SOURCE PASSAGE:
»»

In Holmes's version, perhaps better titled Last of the Cybermen, the Cybermen are far into the future of their previous appearances. Worn out and alone in the wake of the Cyberwar, without spare parts or reinforcements, this Cybership's crew is near termination point. Their human parts are, at long last, starting to decay, their cybernetic parts malfunctioning. They must survive.

The Cybermats are introduced to the Beacon to inject humans with a form of paralysing agent, a neural inhibitor that also forms the first stage of the cybernisation process (much as we saw in The Moonbase). Their aim is to have the Beacon in quarantine long enough to convert its facilities into a Cyber-factory. This makes perfect sense; after all, the human bee-hive of The Ark in Space showed where Holmes's thoughts at the time were leading. Just as Holmes followed The Deadly Assassin almost immediately with a thematic sequel to explore the same ideas, so this story was to have been Season 12's equivalent of The Talons of Weng-Chiang.

««

SOURCE DATA:

»»

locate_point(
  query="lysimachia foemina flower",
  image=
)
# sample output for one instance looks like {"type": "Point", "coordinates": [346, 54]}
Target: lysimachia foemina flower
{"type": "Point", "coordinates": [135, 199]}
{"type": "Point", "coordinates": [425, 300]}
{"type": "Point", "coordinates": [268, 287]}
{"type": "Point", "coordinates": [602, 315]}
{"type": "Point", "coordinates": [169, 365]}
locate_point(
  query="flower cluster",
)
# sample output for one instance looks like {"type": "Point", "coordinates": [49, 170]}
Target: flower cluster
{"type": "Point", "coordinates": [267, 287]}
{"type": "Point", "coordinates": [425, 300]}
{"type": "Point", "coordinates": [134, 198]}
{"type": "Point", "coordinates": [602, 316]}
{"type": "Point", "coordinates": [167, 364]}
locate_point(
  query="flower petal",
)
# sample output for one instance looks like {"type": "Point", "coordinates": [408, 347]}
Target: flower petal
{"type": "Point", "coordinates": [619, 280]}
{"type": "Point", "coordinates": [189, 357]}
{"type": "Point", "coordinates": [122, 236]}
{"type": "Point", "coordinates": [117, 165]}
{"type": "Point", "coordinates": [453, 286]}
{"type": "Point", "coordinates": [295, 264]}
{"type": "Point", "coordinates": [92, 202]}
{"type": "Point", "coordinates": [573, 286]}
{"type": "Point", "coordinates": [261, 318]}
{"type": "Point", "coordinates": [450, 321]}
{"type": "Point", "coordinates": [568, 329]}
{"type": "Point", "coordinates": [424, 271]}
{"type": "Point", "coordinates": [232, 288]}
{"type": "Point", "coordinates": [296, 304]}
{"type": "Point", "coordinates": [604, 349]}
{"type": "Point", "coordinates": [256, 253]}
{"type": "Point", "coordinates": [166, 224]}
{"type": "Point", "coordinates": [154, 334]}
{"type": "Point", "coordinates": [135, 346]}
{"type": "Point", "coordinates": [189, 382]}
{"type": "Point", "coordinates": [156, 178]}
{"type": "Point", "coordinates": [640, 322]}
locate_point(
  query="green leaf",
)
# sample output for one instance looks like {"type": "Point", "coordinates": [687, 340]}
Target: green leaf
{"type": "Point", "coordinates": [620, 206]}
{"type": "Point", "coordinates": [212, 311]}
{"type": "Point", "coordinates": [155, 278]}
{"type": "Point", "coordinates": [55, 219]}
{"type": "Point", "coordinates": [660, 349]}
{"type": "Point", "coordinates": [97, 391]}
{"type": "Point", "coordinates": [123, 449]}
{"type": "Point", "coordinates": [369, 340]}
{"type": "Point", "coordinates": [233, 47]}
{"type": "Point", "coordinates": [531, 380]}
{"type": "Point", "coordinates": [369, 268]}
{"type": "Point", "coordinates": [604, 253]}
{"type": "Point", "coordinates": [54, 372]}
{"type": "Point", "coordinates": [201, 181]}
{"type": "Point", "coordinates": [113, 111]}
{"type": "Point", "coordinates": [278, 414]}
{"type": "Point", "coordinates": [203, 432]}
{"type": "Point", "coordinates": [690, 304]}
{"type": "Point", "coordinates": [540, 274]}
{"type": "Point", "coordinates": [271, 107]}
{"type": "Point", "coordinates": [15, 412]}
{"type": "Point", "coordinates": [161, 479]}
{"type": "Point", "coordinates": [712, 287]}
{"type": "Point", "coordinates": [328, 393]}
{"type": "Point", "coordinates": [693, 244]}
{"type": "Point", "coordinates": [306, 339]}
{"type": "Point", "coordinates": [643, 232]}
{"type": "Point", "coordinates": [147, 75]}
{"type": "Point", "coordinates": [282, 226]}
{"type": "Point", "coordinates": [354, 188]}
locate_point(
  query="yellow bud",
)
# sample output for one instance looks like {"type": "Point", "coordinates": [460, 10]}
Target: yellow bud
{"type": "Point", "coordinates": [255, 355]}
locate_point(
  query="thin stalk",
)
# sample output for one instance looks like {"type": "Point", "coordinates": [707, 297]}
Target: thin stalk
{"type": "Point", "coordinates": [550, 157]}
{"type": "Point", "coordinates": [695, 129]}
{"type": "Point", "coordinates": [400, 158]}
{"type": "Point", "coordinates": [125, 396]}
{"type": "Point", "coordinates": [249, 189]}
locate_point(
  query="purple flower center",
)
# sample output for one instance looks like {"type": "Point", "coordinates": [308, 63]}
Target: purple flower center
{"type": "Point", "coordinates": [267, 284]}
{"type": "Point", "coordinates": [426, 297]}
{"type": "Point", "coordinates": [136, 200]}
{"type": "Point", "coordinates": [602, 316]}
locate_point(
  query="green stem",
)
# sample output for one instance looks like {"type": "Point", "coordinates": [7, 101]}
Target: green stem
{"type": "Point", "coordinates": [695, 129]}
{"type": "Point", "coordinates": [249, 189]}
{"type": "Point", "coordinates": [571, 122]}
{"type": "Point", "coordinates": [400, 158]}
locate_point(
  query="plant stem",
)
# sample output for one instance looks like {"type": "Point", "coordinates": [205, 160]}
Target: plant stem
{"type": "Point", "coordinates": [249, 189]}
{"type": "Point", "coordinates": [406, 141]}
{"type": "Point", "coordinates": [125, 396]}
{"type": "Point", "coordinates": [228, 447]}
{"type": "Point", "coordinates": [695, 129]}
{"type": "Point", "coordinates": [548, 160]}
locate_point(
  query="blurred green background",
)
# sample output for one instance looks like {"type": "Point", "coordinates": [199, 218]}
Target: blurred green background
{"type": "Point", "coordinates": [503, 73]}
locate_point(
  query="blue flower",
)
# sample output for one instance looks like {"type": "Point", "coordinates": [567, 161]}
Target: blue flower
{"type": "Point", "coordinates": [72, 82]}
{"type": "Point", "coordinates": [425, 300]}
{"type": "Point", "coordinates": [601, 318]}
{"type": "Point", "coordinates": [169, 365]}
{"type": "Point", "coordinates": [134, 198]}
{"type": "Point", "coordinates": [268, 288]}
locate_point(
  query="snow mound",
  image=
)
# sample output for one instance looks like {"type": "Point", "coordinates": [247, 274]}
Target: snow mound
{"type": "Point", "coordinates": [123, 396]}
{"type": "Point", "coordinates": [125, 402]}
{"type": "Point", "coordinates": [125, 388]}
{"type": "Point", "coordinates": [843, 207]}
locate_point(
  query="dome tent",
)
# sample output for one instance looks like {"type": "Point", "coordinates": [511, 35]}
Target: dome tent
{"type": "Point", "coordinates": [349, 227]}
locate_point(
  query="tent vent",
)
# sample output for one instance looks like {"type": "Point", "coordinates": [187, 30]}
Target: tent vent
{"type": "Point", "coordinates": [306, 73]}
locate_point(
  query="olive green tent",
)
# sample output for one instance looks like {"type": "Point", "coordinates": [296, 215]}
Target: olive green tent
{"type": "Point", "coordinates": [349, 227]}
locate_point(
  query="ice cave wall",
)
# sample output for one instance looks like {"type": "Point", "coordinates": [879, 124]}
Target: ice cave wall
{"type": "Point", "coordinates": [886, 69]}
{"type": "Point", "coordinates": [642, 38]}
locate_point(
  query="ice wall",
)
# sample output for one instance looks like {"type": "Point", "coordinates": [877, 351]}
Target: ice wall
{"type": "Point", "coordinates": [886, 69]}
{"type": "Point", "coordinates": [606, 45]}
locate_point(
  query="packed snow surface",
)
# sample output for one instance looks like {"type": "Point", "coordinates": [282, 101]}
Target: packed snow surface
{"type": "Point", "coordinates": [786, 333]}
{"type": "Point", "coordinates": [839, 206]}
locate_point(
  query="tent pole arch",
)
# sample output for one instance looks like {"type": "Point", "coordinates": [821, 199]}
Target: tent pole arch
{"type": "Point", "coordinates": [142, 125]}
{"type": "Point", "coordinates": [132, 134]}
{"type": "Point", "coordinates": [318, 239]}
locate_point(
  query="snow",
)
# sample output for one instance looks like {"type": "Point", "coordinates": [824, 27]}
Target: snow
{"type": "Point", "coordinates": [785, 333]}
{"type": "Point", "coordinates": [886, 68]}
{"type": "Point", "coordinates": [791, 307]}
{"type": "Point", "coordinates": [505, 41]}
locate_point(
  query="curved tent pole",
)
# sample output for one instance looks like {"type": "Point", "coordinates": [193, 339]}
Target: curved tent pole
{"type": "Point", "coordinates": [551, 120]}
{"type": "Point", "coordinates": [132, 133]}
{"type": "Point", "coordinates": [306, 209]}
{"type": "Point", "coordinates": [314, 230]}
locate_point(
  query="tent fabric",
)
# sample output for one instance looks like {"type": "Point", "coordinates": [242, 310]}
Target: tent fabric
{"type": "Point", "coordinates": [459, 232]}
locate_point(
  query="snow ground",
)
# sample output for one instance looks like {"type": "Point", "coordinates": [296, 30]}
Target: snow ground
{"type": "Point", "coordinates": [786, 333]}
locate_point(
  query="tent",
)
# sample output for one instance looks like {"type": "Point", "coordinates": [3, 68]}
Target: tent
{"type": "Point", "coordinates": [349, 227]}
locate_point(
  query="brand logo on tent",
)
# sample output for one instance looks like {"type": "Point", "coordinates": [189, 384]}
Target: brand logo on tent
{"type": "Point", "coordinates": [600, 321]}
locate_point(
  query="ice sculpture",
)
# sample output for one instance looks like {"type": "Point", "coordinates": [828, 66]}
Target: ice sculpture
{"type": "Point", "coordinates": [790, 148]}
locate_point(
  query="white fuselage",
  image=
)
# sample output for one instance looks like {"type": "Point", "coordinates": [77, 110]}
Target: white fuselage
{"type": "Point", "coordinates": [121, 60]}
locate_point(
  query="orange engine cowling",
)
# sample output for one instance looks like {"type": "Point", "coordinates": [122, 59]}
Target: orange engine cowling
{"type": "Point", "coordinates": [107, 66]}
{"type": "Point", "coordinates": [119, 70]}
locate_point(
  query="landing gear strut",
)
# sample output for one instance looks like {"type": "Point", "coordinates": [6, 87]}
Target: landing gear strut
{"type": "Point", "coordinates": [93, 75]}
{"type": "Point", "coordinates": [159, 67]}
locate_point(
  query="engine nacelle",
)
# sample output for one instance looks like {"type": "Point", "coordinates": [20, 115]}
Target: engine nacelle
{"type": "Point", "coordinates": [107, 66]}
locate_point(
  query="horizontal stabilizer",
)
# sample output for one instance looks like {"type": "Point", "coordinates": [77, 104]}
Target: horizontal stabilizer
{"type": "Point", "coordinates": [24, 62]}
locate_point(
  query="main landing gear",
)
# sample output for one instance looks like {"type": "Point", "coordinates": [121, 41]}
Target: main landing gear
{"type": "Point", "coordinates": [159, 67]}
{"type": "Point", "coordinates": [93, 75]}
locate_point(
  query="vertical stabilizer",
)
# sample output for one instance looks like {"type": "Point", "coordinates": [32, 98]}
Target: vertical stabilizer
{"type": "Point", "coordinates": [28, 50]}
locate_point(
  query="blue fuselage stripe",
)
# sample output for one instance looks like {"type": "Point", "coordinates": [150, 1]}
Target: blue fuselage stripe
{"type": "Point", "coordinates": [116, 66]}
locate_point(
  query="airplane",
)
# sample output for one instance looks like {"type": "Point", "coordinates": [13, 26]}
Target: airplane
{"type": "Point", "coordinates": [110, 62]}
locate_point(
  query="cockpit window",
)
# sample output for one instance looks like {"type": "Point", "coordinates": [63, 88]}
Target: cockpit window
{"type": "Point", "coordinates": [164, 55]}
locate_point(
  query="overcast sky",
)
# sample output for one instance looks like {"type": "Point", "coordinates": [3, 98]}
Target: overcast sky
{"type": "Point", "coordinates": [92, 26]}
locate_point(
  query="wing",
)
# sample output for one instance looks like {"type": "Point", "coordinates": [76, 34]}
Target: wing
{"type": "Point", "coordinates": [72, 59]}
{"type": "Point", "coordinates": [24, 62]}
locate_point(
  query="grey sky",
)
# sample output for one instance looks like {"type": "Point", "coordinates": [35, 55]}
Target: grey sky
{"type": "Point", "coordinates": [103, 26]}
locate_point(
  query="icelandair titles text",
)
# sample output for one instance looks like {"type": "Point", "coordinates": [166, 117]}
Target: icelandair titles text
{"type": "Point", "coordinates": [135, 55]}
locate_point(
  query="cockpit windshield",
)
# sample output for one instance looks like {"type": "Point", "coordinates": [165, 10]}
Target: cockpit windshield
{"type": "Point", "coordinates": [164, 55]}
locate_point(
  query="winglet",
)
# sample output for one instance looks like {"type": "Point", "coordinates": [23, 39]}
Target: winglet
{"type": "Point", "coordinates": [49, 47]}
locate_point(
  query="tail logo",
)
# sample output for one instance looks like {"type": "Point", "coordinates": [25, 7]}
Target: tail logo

««

THE PROBLEM:
Answer these questions about the Cybermen passage:
(a) Which parts of the Cybership crew are starting to decay?
(b) What kind of agent do the Cybermats inject into humans?
(c) What do the Cybermen aim to convert the Beacon's facilities into?

EXPECTED ANSWER:
(a) Their human parts.
(b) A neural inhibitor.
(c) A Cyber-factory.